Long-Term Survival Benefit with Durvalumab in NSCLC Confirmed in Updated Findings

Sustained overall survival and progression-free survival benefits was confirmed following long-term treatment with durvalumab following chemoradation in patients with unresectable stage 3 non-small cell lung cancer whose disease had not progressed after platinum-based concurrent chemoradiotherapy.

Sustained overall survival (OS) and progression-free survival (PFS) benefits was confirmed following long-term treatment with durvalumab following chemoradation in patients with unresectable stage 3 non-small cell lung cancer (NSCLC) whose disease had not progressed after platinum-based concurrent chemoradiotherapy, according to 5-year follow-up data from the phase 3 PACIFIC (NCT02125461) trial.

“(These study results establish) a new benchmark for the standard of care in the unresectable stage 3 non-small-cell lung cancer setting,” said lead study author David R. Spigel, MD, of the Sarah Cannon Cancer Institute, while presenting the findings during the 2021 ASCO Annual Meeting.

Earlier data from the phase 3 PACIFIC trial, which were previously announced in 2018, demonstrated how treatment with durvalumab significantly improved OS versus placebo among patients. 

The trial comprised 713 patients randomized 2:1 to receive either study drug (n = 476) at 10 mg/kg q2w or placebo (n = 237) q2w for up to 12 months.

Eligible patients must have had unresectable stage 3 NSCLC without progression after definitive platinum-based cCRT (≤2 cycles), a WHO PS score of 0 or 1, archived pre-cCRT tumor tissue for PD-L1 testing (if available) and been 18 years or older. PD-L1 enrollment status was not required for enrollment in the trial.

Here, Spigel and colleagues presented 5-year updated data from the randomized, double-blind trial. The OS and PFS outcomes were assessed approximately 5 years after the last patient was randomized. Data cutoff was January 11, 2021.

At a median follow-up of 34.2 months, updated median 5-year OS was 47.5 months in the arm that received durvalumab and 29.1 months in those who received placebo (HR = 0.72; 95% CI, 0.59-0.89). Moreover, median 5-year PFS in the durvalumab arm was 16.9 months and 5.6 months in the placebo arm (HR = 0.55; 95% CI, 0.45-0.68).

Of note, an estimated 42.9% of patients randomized to durvalumab remain alive at 5 years as opposed to 33.4% of patients who received a placebo. And approximately 33.1% of durvalumab-treated patients remain alive without disease progression compared to 19% of the placebo group.

The last patient completed treatment in May 2017. Since then, 58.8% of randomized patients died (55.5% who had received durvalumab and 65.4% who had received the placebo).

Spigel concluded noting that the regimen from the PACIFIC trial is being investigated in combination with other chemoradiotherapy regimens as well as other agents following chemoradiotherapy.

Reference
Spigel DR, Faivre-Finn C, Elaine Gray J, et al. Five-year survival outcomes with durvalumab after chemoradiotherapy in unresectable stage III NSCLC: An update from the PACIFIC trial. J Clin Oncol. 2021;39 (suppl 15): Abstract 8511.

● Collected data
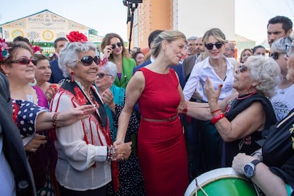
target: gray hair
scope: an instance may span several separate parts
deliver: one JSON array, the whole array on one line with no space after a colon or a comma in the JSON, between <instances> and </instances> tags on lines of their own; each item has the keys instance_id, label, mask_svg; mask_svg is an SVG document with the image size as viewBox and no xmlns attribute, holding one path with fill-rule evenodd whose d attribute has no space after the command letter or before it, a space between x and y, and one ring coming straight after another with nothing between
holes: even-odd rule
<instances>
[{"instance_id":1,"label":"gray hair","mask_svg":"<svg viewBox=\"0 0 294 196\"><path fill-rule=\"evenodd\" d=\"M107 74L116 77L117 74L116 65L111 61L108 61L105 65L99 67L99 70L105 71Z\"/></svg>"},{"instance_id":2,"label":"gray hair","mask_svg":"<svg viewBox=\"0 0 294 196\"><path fill-rule=\"evenodd\" d=\"M271 58L262 55L250 56L246 60L251 78L260 82L256 90L263 95L271 97L276 94L275 88L281 80L281 69Z\"/></svg>"},{"instance_id":3,"label":"gray hair","mask_svg":"<svg viewBox=\"0 0 294 196\"><path fill-rule=\"evenodd\" d=\"M290 37L283 37L275 40L271 47L271 50L278 50L285 53L285 47L286 44L291 44L292 40Z\"/></svg>"},{"instance_id":4,"label":"gray hair","mask_svg":"<svg viewBox=\"0 0 294 196\"><path fill-rule=\"evenodd\" d=\"M161 50L161 43L163 40L165 40L170 43L178 39L186 40L186 36L178 31L168 30L161 32L153 41L153 46L151 48L152 55L156 58L158 56L159 52Z\"/></svg>"},{"instance_id":5,"label":"gray hair","mask_svg":"<svg viewBox=\"0 0 294 196\"><path fill-rule=\"evenodd\" d=\"M87 53L89 50L97 53L96 45L92 42L67 42L66 43L58 57L58 65L65 77L68 77L70 75L66 67L74 68L77 65L79 54Z\"/></svg>"}]
</instances>

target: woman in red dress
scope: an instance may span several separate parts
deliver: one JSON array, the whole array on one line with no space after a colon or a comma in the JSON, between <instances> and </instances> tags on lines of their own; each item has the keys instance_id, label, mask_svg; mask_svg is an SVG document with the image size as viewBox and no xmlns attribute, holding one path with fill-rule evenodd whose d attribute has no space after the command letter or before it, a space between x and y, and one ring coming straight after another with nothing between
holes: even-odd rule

● WORK TASK A
Reproduce everything in the durvalumab article from "Long-Term Survival Benefit" down to "platinum-based concurrent chemoradiotherapy.".
● WORK TASK B
Answer these questions using the durvalumab article:
(i) How many patients did the trial include?
(ii) What was the data cutoff date?
(iii) When did the last patient complete treatment?

● EXPECTED ANSWER A
Long-Term Survival Benefit with Durvalumab in NSCLC Confirmed in Updated Findings

Sustained overall survival and progression-free survival benefits was confirmed following long-term treatment with durvalumab following chemoradation in patients with unresectable stage 3 non-small cell lung cancer whose disease had not progressed after platinum-based concurrent chemoradiotherapy.

● EXPECTED ANSWER B
(i) 713 patients
(ii) January 11, 2021
(iii) May 2017